──────── Passage provided
Why I Don’t Have a Publication Coming Out This Year

24 Feb

If you’ve been following my publication journey over the past few years, then some of you have probably already guessed that I don’t have a book coming out this year. Usually, you’re not supposed to admit these sorts of trials as an author, but I like to be transparent because I wish more authors were transparent when I was an aspiring author (and I wish more industry professionals would stop frowning upon us sharing these experiences). Alas, being transparent about struggles helps others know they are not alone, and to me, that is important, so I wanted to share my story about going unpublished for the first time since 2012.

There were quite a few factors.

1. I got really sick last year.

Like really, really sick. I danced on the line of homebound more days than not, and to be perfectly honest, I’m still going through treatments with specialists to get better. That’s all I really want to say about that topic, but I’m hopeful that my health will continue to get better and return soon.

Despite being more or less homebound, I was working three part-time jobs from home. Two to pay regular bills and another one to pay off medical bills. Trying to keep up with all of that while trying to get better was too stressful to handle most days. Basically, being sick wasn’t something I could predict on my busy calendar. Scheduling time to write was an impossible, if not laughable, idea at the time.

Sometimes life gets in the way of your responsibilities, let alone dreams, but that doesn’t mean you have to give up the dream.

I still wrote when I could, even though my writing time was dwindled down to a miniscule amount, and I tried not to be too hard on myself when I stared at the number of words (or lack thereof) I was completing any given week.

I am happy that I still managed to finish one novel, a half-novel, and outline a few others. Which brings me to the steps after writing.

2. Choosing Between Opportunities & Taking Risks

About a year ago, I decided I wanted to challenge myself. I wanted to write new genres and explore types of publication I haven’t considered before, and so I did.

I only had so much time to write, so I had to take chances on what I wanted to invest my time in. This often meant choosing between an opportunity that was 99% likely to work out that I felt comfortable in or an opportunity that was 10% likely to work out but I truly, truly wanted. I decided to go for it and tackle the opportunities that scared the hell out of me, the ones that I knew were less likely to work out than not, but also the opportunities that would challenge me and push me to push myself to learn new and exciting skills. In the end, those investments didn’t end with a publishing deal, but they did end with new lessons learned. At least I tried. And I have four great books sitting on my laptop that might one day see the light of day. 

I am proud that I submitted a lot. I am excited that I tried new things. I am trying.

Nothing is going to stop me from trying again this year, or next year, or the year after that.  

But there is disappointment. 

3. So How Does One Cope? 

One thing I try to stress to new writers is that publishing has many, many ups and downs. You’ll have years where everything seems to fall into your lap and years where you feel like you’re falling off every mountain you’ve climbed. (Okay. So my metaphors are awful in this piece, but you get it.) Just because one door opens up for you doesn’t mean that all the doors after that will open in unison. It doesn’t even guarantee that the doors you’ve already opened will stay open. Writing a great book doesn’t guarantee an agent. Getting an agent doesn’t guarantee a book deal. A book deal doesn’t guarantee that you’ll get another book published. And so on. Writing is a business, and you have to keep working every day. There is no finish line, but you can keep running. (All right, I’ll stop with the metaphors.)

Basically, coping is important. Staying energized is important. Focusing on the positive but understanding the negative is also important.
────────────────
──────── Supplied data
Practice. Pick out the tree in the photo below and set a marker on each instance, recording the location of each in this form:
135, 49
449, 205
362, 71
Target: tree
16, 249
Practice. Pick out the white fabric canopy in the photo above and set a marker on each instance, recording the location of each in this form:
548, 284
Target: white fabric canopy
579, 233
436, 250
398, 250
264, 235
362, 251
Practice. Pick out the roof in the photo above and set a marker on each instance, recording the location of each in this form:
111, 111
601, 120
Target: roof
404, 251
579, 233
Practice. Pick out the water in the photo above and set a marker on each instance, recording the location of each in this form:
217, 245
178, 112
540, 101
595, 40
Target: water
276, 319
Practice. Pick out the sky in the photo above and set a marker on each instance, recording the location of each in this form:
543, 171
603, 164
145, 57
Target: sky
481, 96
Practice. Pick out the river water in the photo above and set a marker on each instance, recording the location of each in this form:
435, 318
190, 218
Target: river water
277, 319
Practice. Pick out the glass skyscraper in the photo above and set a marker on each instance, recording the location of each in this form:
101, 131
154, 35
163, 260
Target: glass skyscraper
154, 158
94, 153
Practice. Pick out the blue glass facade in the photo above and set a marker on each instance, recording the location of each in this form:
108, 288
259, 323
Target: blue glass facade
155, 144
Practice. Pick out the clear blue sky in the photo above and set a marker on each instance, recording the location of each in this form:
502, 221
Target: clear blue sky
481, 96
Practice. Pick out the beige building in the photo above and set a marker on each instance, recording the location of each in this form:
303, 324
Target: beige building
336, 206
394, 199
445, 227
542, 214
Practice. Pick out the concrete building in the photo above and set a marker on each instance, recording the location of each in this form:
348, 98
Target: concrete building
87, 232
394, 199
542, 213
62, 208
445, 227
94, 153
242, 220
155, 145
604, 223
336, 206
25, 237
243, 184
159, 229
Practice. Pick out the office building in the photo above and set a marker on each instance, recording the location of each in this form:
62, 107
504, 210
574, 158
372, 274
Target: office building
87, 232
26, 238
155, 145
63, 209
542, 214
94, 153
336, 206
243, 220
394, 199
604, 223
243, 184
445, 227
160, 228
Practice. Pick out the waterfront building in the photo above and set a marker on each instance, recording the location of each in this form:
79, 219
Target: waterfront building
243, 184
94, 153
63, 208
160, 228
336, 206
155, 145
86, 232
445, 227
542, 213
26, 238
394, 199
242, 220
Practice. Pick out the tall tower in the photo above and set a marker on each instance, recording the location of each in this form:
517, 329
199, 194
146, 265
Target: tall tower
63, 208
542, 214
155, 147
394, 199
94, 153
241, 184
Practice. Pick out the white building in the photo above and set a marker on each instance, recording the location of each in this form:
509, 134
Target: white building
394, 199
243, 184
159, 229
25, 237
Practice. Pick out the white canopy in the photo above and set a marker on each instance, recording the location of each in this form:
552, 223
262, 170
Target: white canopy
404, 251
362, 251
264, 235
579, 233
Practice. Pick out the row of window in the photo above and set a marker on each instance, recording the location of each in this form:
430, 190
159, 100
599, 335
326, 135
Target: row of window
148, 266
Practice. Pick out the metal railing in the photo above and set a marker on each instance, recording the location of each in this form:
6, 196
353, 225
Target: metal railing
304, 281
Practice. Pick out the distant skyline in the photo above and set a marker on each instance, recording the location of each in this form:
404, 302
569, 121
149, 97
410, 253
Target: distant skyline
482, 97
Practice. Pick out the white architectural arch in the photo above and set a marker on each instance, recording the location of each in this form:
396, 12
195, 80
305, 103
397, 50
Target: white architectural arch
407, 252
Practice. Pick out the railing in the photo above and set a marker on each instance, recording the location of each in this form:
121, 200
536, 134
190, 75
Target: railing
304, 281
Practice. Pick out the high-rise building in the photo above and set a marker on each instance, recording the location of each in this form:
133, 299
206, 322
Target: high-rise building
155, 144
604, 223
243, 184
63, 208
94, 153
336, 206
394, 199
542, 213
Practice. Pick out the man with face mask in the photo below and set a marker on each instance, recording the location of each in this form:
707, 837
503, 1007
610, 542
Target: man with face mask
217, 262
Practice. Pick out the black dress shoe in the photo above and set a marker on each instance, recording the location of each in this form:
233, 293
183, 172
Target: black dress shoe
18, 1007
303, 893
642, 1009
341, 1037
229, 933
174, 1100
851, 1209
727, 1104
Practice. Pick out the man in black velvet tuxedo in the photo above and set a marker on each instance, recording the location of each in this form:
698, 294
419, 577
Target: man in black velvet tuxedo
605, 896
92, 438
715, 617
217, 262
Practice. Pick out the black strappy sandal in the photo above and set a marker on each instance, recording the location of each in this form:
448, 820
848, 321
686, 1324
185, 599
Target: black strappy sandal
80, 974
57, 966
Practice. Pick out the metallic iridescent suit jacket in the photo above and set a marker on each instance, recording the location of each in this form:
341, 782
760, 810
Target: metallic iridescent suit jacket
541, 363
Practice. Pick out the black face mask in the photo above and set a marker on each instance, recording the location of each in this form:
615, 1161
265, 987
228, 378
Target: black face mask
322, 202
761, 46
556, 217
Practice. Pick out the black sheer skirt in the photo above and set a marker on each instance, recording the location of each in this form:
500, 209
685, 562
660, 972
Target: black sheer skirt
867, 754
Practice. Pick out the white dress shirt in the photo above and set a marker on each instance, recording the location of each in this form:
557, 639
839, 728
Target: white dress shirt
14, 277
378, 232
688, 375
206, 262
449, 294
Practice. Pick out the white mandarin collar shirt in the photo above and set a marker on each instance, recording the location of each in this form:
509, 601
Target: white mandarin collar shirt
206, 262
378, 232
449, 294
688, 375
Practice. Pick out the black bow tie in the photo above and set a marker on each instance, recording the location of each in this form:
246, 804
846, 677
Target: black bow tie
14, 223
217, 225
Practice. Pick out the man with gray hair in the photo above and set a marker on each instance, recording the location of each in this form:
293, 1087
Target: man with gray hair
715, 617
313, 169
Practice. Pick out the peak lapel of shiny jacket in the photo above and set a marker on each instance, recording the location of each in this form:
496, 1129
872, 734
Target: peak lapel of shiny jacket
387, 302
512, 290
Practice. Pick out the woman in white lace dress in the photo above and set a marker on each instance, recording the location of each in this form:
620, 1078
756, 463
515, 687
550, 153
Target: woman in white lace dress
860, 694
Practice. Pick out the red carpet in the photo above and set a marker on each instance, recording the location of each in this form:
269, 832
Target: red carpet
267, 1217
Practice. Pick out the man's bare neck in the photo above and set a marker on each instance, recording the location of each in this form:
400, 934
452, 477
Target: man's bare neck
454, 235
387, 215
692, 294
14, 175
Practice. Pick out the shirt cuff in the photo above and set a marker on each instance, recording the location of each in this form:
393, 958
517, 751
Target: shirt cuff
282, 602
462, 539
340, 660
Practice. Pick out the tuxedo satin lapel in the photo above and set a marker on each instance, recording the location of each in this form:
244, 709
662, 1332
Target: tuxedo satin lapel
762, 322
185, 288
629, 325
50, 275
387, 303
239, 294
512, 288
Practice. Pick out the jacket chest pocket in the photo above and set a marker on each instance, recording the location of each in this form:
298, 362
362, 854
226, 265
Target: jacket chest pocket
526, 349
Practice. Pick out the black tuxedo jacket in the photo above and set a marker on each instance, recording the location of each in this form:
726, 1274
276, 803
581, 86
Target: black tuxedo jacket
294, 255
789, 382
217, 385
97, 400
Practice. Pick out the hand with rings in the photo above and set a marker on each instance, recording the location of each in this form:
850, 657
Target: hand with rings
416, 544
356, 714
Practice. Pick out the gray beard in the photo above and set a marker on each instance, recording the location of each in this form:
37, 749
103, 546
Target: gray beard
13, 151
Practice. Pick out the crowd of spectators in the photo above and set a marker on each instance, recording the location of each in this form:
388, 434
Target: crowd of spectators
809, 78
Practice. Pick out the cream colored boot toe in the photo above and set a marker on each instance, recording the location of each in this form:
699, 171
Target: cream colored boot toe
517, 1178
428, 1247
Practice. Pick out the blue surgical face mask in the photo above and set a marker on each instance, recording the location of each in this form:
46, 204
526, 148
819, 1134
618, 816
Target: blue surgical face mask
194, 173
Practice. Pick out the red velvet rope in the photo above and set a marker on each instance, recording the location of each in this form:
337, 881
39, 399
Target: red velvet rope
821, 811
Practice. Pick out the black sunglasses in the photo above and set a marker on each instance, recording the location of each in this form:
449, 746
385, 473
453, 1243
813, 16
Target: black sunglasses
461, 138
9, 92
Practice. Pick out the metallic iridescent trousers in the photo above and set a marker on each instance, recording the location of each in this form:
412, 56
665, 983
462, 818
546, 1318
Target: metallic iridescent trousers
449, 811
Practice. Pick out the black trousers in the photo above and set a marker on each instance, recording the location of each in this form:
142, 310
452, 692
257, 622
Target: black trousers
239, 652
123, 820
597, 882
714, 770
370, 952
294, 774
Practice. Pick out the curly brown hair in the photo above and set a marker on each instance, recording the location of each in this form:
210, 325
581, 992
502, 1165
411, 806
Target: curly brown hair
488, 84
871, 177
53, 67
────────────────
Work item - Translate this sentence from the passage about going a year without a new book into Spanish: "Writing is a business, and you have to keep working every day."

Problem solution - Escribir es un negocio, y tienes que seguir trabajando todos los días.